### RECORDS PROVIDED
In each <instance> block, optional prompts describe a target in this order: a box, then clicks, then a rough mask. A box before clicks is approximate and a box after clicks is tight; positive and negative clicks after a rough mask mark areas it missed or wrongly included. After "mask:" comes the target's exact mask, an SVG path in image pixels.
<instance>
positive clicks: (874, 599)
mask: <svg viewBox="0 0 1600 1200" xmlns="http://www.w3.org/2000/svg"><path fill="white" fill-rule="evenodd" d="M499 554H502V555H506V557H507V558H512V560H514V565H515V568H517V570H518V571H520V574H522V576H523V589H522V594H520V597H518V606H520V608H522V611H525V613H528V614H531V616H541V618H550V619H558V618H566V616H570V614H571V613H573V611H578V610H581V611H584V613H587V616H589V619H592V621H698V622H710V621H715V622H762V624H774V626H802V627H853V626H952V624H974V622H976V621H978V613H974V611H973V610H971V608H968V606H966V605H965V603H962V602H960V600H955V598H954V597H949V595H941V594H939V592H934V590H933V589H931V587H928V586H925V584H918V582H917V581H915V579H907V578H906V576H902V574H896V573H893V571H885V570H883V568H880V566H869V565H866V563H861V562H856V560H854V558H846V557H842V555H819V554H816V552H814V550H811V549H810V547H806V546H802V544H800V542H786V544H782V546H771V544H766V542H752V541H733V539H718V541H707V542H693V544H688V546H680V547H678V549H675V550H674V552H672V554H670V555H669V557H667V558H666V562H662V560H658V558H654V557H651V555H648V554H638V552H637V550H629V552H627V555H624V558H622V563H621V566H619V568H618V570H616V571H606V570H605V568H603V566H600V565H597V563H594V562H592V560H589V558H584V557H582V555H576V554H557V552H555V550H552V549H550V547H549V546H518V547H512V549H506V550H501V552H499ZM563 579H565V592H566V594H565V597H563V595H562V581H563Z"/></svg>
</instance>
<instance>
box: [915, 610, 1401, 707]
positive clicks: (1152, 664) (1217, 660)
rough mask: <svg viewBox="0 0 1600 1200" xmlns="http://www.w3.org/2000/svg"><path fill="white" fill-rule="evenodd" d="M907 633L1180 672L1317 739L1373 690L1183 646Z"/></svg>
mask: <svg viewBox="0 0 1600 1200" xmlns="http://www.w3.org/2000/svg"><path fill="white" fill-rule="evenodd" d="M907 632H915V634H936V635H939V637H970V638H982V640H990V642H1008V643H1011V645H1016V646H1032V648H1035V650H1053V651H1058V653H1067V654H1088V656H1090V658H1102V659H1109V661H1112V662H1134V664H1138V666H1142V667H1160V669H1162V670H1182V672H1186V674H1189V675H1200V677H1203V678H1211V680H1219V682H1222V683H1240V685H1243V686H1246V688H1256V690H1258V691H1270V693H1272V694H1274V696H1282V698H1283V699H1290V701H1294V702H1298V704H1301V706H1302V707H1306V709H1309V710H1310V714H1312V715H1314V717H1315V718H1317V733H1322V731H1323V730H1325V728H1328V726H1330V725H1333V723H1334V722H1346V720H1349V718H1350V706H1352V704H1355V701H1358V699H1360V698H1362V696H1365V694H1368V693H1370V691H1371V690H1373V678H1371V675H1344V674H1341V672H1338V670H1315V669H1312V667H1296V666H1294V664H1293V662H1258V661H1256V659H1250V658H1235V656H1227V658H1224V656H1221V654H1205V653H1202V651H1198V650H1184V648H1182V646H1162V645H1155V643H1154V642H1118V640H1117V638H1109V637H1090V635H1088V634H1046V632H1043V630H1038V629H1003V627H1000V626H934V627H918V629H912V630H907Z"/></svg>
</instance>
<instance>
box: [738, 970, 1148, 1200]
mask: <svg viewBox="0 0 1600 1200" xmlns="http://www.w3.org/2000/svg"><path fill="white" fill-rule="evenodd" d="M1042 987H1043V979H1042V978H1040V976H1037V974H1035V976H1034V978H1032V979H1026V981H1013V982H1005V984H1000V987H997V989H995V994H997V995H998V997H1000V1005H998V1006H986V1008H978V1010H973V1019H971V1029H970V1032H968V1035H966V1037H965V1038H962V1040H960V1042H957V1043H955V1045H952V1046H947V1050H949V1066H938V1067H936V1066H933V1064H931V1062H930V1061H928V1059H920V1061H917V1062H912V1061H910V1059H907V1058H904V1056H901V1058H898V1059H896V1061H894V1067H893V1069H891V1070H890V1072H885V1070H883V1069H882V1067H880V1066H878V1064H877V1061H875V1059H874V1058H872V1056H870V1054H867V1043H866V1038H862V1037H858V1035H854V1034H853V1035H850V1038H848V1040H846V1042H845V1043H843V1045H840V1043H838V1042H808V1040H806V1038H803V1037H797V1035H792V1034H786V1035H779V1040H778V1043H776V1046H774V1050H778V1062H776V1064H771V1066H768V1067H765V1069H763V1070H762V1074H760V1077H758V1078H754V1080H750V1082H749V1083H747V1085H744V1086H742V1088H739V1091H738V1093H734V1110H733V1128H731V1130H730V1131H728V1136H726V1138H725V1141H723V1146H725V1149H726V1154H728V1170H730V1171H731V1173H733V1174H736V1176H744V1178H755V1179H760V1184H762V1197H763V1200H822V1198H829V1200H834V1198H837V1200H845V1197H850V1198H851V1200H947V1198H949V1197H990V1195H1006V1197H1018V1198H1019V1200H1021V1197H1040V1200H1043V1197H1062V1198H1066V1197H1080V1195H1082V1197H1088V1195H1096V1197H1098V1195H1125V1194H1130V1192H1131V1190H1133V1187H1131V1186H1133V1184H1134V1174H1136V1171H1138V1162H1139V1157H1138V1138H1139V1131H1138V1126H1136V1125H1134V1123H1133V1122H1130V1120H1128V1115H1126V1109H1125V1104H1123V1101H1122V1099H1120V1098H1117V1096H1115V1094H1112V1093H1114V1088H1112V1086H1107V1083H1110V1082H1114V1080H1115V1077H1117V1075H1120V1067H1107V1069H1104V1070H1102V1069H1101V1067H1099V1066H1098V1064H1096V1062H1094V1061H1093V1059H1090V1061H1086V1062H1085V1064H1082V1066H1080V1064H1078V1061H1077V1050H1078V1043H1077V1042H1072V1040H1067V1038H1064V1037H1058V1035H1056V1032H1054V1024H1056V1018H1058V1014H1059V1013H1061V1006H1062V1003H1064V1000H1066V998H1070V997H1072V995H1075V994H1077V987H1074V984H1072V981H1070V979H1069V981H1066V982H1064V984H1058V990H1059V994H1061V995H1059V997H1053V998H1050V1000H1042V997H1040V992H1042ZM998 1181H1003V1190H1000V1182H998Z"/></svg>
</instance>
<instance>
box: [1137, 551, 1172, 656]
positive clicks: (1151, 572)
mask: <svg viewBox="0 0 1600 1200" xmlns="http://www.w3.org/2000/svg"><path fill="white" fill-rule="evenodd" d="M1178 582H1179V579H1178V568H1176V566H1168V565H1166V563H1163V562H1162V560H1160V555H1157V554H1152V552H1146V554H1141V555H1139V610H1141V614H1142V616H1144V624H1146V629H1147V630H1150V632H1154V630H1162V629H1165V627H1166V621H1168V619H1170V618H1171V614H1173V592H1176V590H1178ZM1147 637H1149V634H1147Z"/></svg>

### EXERCISE INSTRUCTIONS
Return the entries above exactly, each one complete.

### PROBLEM SOLUTION
In each <instance> block, optional prompts describe a target in this order: a box, then clicks, then a rough mask. A box before clicks is approximate and a box after clicks is tight; positive and negative clicks after a rough mask mark areas it missed or wrongly included. After "mask:" comes the target's exact mask, an SVG path in image pixels.
<instance>
positive clicks: (874, 599)
mask: <svg viewBox="0 0 1600 1200" xmlns="http://www.w3.org/2000/svg"><path fill="white" fill-rule="evenodd" d="M499 554H502V555H506V557H507V558H512V560H514V565H515V568H517V570H518V571H520V574H522V576H523V589H522V594H520V597H518V606H520V608H522V611H525V613H528V614H531V616H541V618H550V619H558V618H566V616H570V614H571V613H573V611H578V610H581V611H584V613H587V616H589V619H592V621H698V622H710V621H715V622H762V624H774V626H802V627H853V626H952V624H974V622H976V621H978V613H974V611H973V610H971V608H968V606H966V605H965V603H962V602H960V600H955V598H954V597H949V595H941V594H939V592H934V590H933V589H931V587H928V586H925V584H918V582H917V581H915V579H907V578H906V576H902V574H896V573H893V571H885V570H883V568H880V566H869V565H866V563H861V562H856V560H854V558H846V557H842V555H819V554H816V552H814V550H811V549H810V547H806V546H802V544H800V542H786V544H782V546H771V544H766V542H752V541H733V539H718V541H707V542H693V544H688V546H680V547H678V549H675V550H674V552H672V554H670V555H669V557H667V558H666V562H662V560H658V558H654V557H651V555H648V554H638V552H637V550H629V552H627V555H624V558H622V563H621V566H619V568H618V570H616V571H606V570H605V568H603V566H600V565H597V563H594V562H592V560H589V558H584V557H582V555H576V554H557V552H555V550H552V549H550V547H549V546H518V547H512V549H506V550H501V552H499ZM563 579H565V592H566V594H565V597H563V595H562V581H563Z"/></svg>
</instance>
<instance>
box: [915, 610, 1401, 707]
positive clicks: (1152, 664) (1217, 660)
rough mask: <svg viewBox="0 0 1600 1200" xmlns="http://www.w3.org/2000/svg"><path fill="white" fill-rule="evenodd" d="M907 633L1180 672L1317 739L1373 690L1183 646Z"/></svg>
mask: <svg viewBox="0 0 1600 1200" xmlns="http://www.w3.org/2000/svg"><path fill="white" fill-rule="evenodd" d="M907 632H915V634H936V635H939V637H970V638H982V640H990V642H1008V643H1011V645H1016V646H1032V648H1035V650H1053V651H1058V653H1067V654H1088V656H1090V658H1102V659H1109V661H1112V662H1134V664H1138V666H1142V667H1160V669H1162V670H1182V672H1186V674H1189V675H1200V677H1203V678H1211V680H1219V682H1222V683H1240V685H1243V686H1246V688H1256V690H1258V691H1270V693H1272V694H1274V696H1282V698H1283V699H1290V701H1294V702H1298V704H1301V706H1302V707H1306V709H1309V710H1310V714H1312V715H1314V717H1315V718H1317V733H1322V731H1323V730H1325V728H1328V726H1330V725H1333V723H1334V722H1346V720H1349V718H1350V706H1352V704H1355V701H1358V699H1360V698H1362V696H1365V694H1368V693H1370V691H1371V690H1373V678H1371V675H1344V674H1341V672H1338V670H1315V669H1312V667H1296V666H1294V664H1293V662H1258V661H1256V659H1250V658H1235V656H1227V658H1224V656H1221V654H1205V653H1202V651H1198V650H1184V648H1182V646H1162V645H1155V643H1154V642H1118V640H1117V638H1109V637H1090V635H1088V634H1046V632H1043V630H1038V629H1003V627H1000V626H934V627H918V629H912V630H907Z"/></svg>
</instance>
<instance>
box: [738, 970, 1148, 1200]
mask: <svg viewBox="0 0 1600 1200" xmlns="http://www.w3.org/2000/svg"><path fill="white" fill-rule="evenodd" d="M1042 987H1043V979H1042V978H1040V976H1037V974H1035V976H1034V978H1032V979H1026V981H1013V982H1005V984H1000V987H997V989H995V994H997V995H998V997H1000V1005H998V1006H986V1008H978V1010H973V1019H971V1029H970V1032H968V1035H966V1037H965V1038H962V1040H960V1042H957V1043H955V1045H952V1046H947V1050H949V1066H938V1067H936V1066H933V1064H931V1062H930V1061H928V1059H920V1061H917V1062H912V1061H910V1059H907V1058H904V1056H901V1058H898V1059H896V1061H894V1067H893V1069H891V1070H890V1072H885V1070H883V1069H882V1067H880V1066H878V1064H877V1061H875V1059H874V1058H872V1056H870V1054H867V1043H866V1038H862V1037H858V1035H854V1034H853V1035H850V1038H848V1040H846V1042H845V1043H843V1045H840V1043H838V1042H808V1040H806V1038H803V1037H797V1035H792V1034H786V1035H779V1040H778V1043H776V1046H774V1050H778V1062H776V1064H771V1066H768V1067H765V1069H763V1070H762V1074H760V1077H758V1078H754V1080H750V1082H749V1083H747V1085H744V1086H742V1088H739V1091H738V1093H734V1110H733V1128H731V1130H730V1131H728V1136H726V1138H725V1141H723V1146H725V1149H726V1154H728V1170H730V1171H731V1173H733V1174H736V1176H744V1178H755V1179H760V1184H762V1197H763V1200H822V1198H829V1200H834V1198H837V1200H845V1197H850V1198H851V1200H947V1198H949V1197H990V1195H1006V1197H1018V1198H1019V1200H1021V1197H1040V1200H1043V1197H1062V1198H1066V1197H1080V1195H1082V1197H1088V1195H1096V1197H1098V1195H1125V1194H1130V1192H1131V1190H1133V1187H1131V1186H1133V1184H1134V1174H1136V1171H1138V1162H1139V1157H1138V1138H1139V1131H1138V1126H1136V1125H1134V1123H1133V1122H1130V1120H1128V1115H1126V1109H1125V1104H1123V1101H1122V1099H1120V1098H1117V1096H1115V1094H1112V1093H1114V1088H1112V1086H1107V1083H1110V1082H1114V1080H1115V1077H1117V1075H1120V1067H1107V1069H1104V1070H1102V1069H1101V1067H1099V1066H1098V1064H1096V1062H1094V1061H1093V1059H1090V1061H1086V1062H1085V1064H1082V1066H1080V1064H1078V1061H1077V1050H1078V1043H1077V1042H1072V1040H1067V1038H1064V1037H1058V1035H1056V1032H1054V1024H1056V1018H1058V1014H1059V1013H1061V1006H1062V1003H1064V1000H1066V998H1070V997H1072V995H1075V994H1077V987H1074V984H1072V981H1070V979H1069V981H1066V982H1064V984H1058V990H1059V994H1061V995H1059V997H1053V998H1050V1000H1042V997H1040V992H1042ZM998 1181H1003V1190H1000V1182H998Z"/></svg>
</instance>
<instance>
box: [1137, 551, 1172, 656]
positive clicks: (1151, 572)
mask: <svg viewBox="0 0 1600 1200" xmlns="http://www.w3.org/2000/svg"><path fill="white" fill-rule="evenodd" d="M1178 582H1179V579H1178V568H1176V566H1168V565H1166V563H1163V562H1162V560H1160V555H1157V554H1152V552H1146V554H1141V555H1139V610H1141V614H1142V616H1144V624H1146V629H1147V630H1150V632H1154V630H1162V629H1165V627H1166V621H1168V619H1170V618H1171V614H1173V592H1176V590H1178ZM1147 637H1149V634H1147Z"/></svg>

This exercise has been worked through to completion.